(Entries taken from a collection)
--

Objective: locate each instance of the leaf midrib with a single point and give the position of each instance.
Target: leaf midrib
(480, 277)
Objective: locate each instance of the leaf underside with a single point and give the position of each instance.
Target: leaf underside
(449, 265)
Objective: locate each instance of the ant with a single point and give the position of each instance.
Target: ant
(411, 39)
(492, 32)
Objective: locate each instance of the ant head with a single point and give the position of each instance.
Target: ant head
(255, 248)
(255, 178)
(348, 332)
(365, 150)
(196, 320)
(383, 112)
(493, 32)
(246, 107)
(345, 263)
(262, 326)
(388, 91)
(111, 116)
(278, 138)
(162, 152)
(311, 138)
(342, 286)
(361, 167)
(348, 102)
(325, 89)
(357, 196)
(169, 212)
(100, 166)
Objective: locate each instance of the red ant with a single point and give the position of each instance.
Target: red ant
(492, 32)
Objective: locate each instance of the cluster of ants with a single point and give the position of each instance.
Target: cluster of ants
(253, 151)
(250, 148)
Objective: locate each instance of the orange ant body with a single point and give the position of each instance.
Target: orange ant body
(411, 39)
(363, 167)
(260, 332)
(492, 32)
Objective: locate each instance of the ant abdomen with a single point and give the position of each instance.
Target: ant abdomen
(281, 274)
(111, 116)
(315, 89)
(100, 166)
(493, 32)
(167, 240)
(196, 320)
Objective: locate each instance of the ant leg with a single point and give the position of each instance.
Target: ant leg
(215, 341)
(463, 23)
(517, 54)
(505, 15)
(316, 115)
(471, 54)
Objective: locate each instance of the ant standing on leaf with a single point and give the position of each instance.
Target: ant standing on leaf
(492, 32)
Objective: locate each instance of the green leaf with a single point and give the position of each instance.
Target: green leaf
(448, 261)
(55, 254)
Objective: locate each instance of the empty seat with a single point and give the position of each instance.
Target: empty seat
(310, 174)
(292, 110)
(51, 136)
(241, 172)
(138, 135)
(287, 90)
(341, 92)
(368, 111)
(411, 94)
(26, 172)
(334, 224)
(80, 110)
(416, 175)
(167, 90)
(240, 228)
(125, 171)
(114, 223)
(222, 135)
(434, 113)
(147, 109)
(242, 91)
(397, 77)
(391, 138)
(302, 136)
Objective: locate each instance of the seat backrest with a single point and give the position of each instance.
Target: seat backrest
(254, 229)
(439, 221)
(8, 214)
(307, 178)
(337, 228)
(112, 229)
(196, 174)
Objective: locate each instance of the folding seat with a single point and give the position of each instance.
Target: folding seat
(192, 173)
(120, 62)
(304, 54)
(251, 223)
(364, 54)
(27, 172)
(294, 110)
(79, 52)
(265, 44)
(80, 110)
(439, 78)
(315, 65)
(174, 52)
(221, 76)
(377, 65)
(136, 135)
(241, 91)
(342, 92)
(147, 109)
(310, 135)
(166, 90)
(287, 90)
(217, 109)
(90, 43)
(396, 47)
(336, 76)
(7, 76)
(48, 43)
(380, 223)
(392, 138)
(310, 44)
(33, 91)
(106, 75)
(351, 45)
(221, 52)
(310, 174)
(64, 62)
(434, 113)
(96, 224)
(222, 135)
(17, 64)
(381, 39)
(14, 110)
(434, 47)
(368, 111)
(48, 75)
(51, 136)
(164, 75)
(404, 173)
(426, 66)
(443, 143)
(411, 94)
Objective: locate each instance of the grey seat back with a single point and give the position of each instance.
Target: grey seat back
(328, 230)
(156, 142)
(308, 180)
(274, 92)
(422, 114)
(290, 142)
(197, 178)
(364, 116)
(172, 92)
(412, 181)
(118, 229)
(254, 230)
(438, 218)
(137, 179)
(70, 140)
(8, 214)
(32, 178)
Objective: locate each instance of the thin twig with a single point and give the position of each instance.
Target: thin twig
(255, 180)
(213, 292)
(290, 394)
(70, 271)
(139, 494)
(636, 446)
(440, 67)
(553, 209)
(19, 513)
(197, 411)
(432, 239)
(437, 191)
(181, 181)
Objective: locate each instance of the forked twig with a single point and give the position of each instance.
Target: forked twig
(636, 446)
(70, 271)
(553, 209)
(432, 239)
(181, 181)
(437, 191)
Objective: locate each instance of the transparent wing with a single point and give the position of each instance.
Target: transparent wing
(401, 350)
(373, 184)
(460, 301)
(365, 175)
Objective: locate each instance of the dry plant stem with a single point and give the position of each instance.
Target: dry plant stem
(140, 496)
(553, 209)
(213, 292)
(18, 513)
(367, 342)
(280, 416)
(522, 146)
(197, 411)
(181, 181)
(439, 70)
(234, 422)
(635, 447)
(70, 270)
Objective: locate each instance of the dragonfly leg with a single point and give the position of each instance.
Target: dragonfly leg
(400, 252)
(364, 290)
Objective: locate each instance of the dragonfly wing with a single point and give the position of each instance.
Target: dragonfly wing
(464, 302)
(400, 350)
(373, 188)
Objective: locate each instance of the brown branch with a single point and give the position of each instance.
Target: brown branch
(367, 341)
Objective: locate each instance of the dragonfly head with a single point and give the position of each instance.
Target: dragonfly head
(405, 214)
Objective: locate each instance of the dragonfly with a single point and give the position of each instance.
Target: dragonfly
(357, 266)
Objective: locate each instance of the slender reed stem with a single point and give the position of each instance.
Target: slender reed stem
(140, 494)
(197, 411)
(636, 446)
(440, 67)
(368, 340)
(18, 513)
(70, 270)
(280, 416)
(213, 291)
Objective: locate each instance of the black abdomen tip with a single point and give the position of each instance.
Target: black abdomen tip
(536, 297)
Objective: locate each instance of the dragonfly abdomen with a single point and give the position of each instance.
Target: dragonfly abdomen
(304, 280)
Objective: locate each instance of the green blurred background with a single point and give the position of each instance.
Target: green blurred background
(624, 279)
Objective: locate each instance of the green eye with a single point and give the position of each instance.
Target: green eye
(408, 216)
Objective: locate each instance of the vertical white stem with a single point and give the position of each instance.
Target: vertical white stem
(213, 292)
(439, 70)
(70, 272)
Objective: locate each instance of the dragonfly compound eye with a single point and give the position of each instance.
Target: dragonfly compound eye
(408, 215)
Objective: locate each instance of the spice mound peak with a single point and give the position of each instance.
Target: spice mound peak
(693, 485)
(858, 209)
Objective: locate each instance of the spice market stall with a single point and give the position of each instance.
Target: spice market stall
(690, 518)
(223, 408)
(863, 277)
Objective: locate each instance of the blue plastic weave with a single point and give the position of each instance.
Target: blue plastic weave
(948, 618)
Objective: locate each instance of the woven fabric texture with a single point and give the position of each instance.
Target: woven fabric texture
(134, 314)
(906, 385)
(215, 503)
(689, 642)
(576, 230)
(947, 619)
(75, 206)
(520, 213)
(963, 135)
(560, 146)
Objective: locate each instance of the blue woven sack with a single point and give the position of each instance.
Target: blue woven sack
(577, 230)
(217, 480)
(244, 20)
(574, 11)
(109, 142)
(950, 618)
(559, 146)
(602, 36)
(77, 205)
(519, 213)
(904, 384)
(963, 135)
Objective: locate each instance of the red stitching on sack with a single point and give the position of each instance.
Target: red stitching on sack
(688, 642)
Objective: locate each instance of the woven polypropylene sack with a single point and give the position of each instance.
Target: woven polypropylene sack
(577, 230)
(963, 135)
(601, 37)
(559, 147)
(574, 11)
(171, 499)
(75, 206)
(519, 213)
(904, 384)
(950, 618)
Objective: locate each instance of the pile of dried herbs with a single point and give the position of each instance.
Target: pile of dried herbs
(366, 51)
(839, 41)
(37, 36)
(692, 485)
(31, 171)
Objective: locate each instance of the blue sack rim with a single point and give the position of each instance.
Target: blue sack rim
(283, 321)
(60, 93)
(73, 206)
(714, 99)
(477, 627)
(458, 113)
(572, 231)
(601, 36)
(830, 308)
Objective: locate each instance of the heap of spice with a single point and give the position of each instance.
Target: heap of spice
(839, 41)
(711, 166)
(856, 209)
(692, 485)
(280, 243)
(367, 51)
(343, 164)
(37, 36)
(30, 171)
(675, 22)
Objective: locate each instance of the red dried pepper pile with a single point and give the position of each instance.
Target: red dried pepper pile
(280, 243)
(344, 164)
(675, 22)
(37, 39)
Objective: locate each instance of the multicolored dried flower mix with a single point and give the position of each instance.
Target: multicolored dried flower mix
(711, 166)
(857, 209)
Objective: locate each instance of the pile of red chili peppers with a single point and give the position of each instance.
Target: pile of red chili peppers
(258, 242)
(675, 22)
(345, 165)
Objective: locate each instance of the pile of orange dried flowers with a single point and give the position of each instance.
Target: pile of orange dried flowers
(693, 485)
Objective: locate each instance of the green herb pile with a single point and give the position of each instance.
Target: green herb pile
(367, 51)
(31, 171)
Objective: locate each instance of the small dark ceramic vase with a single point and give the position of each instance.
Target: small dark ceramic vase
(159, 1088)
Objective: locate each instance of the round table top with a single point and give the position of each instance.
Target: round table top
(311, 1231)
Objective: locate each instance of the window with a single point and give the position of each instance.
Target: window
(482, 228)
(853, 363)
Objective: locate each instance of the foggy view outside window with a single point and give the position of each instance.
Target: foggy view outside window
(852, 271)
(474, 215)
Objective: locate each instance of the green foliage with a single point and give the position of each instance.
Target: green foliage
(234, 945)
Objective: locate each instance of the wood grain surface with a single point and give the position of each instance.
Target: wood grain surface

--

### AIM OF THE EXERCISE
Retype, without alteration, the lines of the data from the line containing "Objective: locate each instance of the green foliage" through the final line, both ends included.

### FINISHED EXERCISE
Objective: locate each instance of the green foliage with a single point and give the position of each instance.
Target: green foliage
(234, 945)
Objective: locate each instance of the wood grain surface with a single point and give the position of each instance.
Target: wood grain surface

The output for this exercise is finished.